---------- ОТРЫВОК ----------
В начале 80-х годов в творчестве драматурга назревает перелом. Эпоха «критического мышления», социально-критический подход кажутся ему исчерпавшими себя, формы проявления кристаллизовавшегося индустриального общества — слишком однообразными, чтобы возбуждать творческую фантазию художника: «Везде безукоризненная гладь и холод, этим не стоит заниматься». Общество, очевидно, не объяснимо с помощью «негативной диалектики». Штраус постепенно разочаровывается в своих прежних кумирах — Адорно и Беньямине, полагая, что леворадикализм также несет разрушение духа, только другими способами. Он приходит к убеждению, что интуиция, миф — более глубокие средства исследования общества и человека, что мистика имеет в Германии слишком давнюю традицию, чтобы отворачиваться от нее по политическим соображениям. Художнику вообще лучше быть свободным от актуальных вибраций, страхов перед будущим, кратковременных воспламенений. Неожиданная штраусовская оппозиция левым быстро и, как мы увидим, надолго сделала его enfan terrible, а после появления поэмы «Воспоминание о человеке, бывшем гостем лишь один день» (1985) его стали обвинять даже в пропаганде «новой мистики». Впрочем, в театре нового Штрауса, который, «словно гонимый фуриями, экспериментирует с театральным языком» (П. Штайн), восприняли с еще большим энтузиазмом.
«Парк» (1983) возник из запланированной, но не состоявшейся обработки «Сна в летнюю ночь», на пересечении шекспировской и клейстовской традиций. Столкнув в пространстве нового сюжета шекспировских эльфов с «не знающими вожделения» бундесбюргерами, греческую мифологию с жизненной философией современных рационалистов и технократов, драматург решил проверить, кто победит — волшебство Оберона и Титании или цивилизация «белых воротничков», чувство или логос. Потрясенные тем, насколько «рассудок и дела иссушили голос плоти» обывателей, лесные цари обращают все свои чары на то, чтобы растопить «льдины трезвомыслия» и заставить людей чувствовать полно и сильно. Миф становится одним из строительных элементов постмодернистского театра Штрауса.
----------
ЗАДАНИЕ 1:
Из какой запланированной, но не состоявшейся обработки возник «Парк», согласно отрывку?
ЗАДАНИЕ 2:
Продолжите отрывок о драматурге Штраусе и его пьесе «Парк» начиная с места после его последнего предложения.
Приведённые далее строки — самостоятельный материал, с отрывком не связанный.
---------- МАТЕРИАЛ УПРАЖНЕНИЯ ----------
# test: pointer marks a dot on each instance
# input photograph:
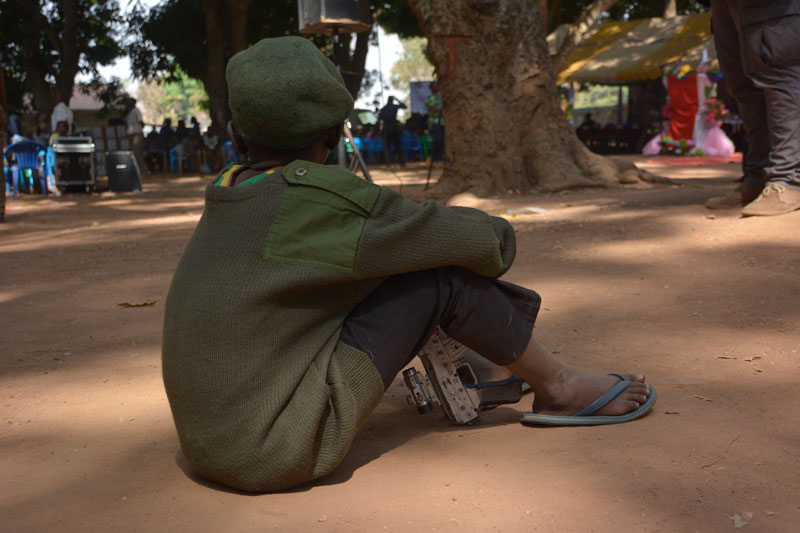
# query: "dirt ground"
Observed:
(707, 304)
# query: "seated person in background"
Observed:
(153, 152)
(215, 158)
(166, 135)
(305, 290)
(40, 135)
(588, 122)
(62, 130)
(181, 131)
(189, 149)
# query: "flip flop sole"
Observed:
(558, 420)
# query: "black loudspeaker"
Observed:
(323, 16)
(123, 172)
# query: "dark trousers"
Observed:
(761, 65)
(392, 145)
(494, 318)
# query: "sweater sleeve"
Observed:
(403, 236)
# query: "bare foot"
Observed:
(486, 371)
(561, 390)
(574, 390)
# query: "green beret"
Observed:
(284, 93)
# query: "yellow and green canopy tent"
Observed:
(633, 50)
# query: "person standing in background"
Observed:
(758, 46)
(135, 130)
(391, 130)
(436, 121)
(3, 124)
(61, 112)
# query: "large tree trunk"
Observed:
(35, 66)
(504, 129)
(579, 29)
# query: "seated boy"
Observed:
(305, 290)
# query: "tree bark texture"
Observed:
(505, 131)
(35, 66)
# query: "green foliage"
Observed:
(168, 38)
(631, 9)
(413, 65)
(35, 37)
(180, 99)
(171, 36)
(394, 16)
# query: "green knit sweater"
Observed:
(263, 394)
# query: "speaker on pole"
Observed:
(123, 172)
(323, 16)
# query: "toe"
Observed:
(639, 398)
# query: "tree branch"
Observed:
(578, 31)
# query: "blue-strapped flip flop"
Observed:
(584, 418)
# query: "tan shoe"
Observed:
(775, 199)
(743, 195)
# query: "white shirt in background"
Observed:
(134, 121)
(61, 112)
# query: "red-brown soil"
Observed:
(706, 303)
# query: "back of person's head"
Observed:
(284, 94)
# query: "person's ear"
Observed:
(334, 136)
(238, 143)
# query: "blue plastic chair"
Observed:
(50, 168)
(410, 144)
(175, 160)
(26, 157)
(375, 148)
----------
---------- МАТЕРИАЛ УПРАЖНЕНИЯ ----------
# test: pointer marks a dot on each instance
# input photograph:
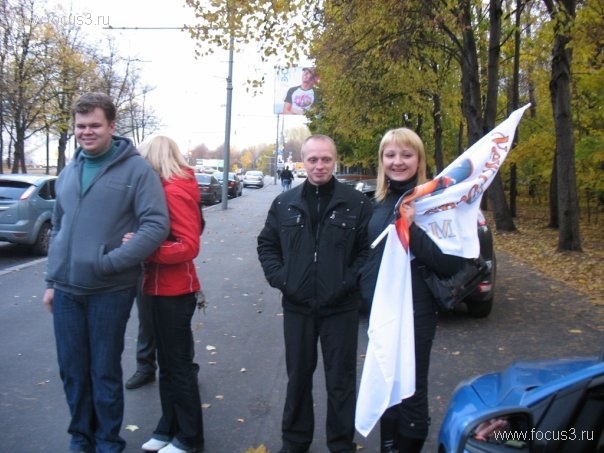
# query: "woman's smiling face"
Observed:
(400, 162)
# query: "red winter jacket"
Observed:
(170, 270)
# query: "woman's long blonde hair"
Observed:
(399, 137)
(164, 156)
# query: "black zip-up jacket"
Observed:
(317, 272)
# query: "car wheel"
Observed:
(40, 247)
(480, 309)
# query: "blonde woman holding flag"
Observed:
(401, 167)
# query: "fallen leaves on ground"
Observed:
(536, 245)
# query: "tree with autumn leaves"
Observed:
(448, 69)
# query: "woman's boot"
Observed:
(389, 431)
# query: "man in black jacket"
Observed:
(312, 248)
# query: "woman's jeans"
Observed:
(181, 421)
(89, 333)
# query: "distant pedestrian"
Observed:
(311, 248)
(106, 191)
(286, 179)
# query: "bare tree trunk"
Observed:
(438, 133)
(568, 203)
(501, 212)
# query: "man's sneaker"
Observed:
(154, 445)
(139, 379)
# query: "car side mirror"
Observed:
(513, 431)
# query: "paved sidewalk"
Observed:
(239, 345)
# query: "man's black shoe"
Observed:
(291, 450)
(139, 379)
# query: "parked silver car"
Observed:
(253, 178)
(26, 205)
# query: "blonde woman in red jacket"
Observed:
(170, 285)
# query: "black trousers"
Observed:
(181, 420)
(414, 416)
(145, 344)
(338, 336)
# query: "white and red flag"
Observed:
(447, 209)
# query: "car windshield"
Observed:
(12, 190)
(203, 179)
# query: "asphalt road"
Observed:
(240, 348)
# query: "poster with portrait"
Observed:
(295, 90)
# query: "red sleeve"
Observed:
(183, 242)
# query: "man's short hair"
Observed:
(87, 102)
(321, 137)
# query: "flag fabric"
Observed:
----------
---------- МАТЕРИАЛ УПРАЖНЕНИЯ ----------
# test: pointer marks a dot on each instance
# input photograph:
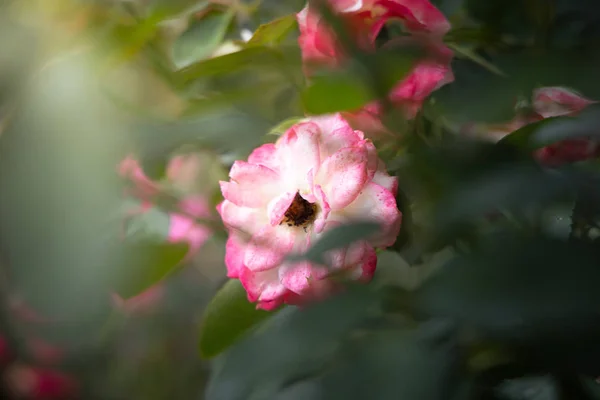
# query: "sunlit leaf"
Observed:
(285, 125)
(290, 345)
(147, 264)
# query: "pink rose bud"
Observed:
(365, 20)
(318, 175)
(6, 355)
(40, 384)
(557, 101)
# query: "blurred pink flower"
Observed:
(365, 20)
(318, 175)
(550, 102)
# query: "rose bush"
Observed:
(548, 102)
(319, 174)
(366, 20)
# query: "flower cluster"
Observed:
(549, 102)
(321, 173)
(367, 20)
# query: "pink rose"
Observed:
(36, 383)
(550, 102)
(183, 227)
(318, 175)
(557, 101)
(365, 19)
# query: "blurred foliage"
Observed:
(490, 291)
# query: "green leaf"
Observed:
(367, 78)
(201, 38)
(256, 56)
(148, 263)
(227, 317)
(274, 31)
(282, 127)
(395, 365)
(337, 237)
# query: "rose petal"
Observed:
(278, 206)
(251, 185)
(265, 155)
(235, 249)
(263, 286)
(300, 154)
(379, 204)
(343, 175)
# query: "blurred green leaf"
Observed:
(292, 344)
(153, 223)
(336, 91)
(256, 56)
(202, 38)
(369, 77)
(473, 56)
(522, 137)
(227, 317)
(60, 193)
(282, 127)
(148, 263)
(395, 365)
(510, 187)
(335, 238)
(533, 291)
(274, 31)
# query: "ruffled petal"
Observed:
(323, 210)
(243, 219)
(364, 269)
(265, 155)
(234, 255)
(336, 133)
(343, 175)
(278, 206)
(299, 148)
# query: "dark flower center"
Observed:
----------
ПОЛЕ ОТВЕТА 1:
Из обработки «Сна в летнюю ночь».

ПОЛЕ ОТВЕТА 2:
Шекспировский волшебный лес утрачен изначально, Оберон и Титания приносят с собой лишь его эфемерные остатки. Магия леса расколдована цивилизацией, легко и беззаботно превращающей весь окружающий человека вещный мир в мусор, — им заполнен парк, нечто машинальное и безликое. Над парком время от времени проносится трапеция, символизирующая манеж. Вместо прежнего реалистического пространства Штраус выбирает местом действия синтетическое пространство игры ассоциаций.
Волшебные амулеты оказывают на героев наших дней лишь временное воздействие. В какой-то момент начинает казаться, что они сравнялись с шекспировскими героями. Но наваждение очень скоро оборачивается своей злобной противоположностью. Воспылавший страстью и начавший было протестовать против жизни в «золотой клетке», Георг к финалу становится владельцем фирмы. Элен, поначалу «втрескавшаяся» в своего супруга, теряет способность чувствовать живое и проникается страстью к Черному человеку. Хельма и Вольф настолько отвыкают от ласки, что боятся посмотреть друг другу в глаза. В то же время хиппующая молодежь, циничная и бесстрастная, испытывающая удовольствие только от актов насилия и десакрализации, существует как закрытое племя и вообще не поддается волшебству.
Открытому, буйствующему, неиссякаемому эросу эльфов, который в метафорической сцене совокупления Титании с быком граничит с какой-то космической жаждой обладания непознанным, Штраус противопоставляет кратко вспыхивающую псевдолюбовную страсть технократов, быстро преобразующуюся либо в холодную войну, либо в комплекс смертельных страхов. Обличая современную цивилизацию в утрате чувственного рая, драматург рисует исполненные глубокой меланхолии и трагизма сцены угасания любви. Эпизод последнего акта, когда Титания тщетно пытается расшевелить оглохшего ко всему, зомбированного Оберона, — настоящий лирический реквием по оскопленному фавну.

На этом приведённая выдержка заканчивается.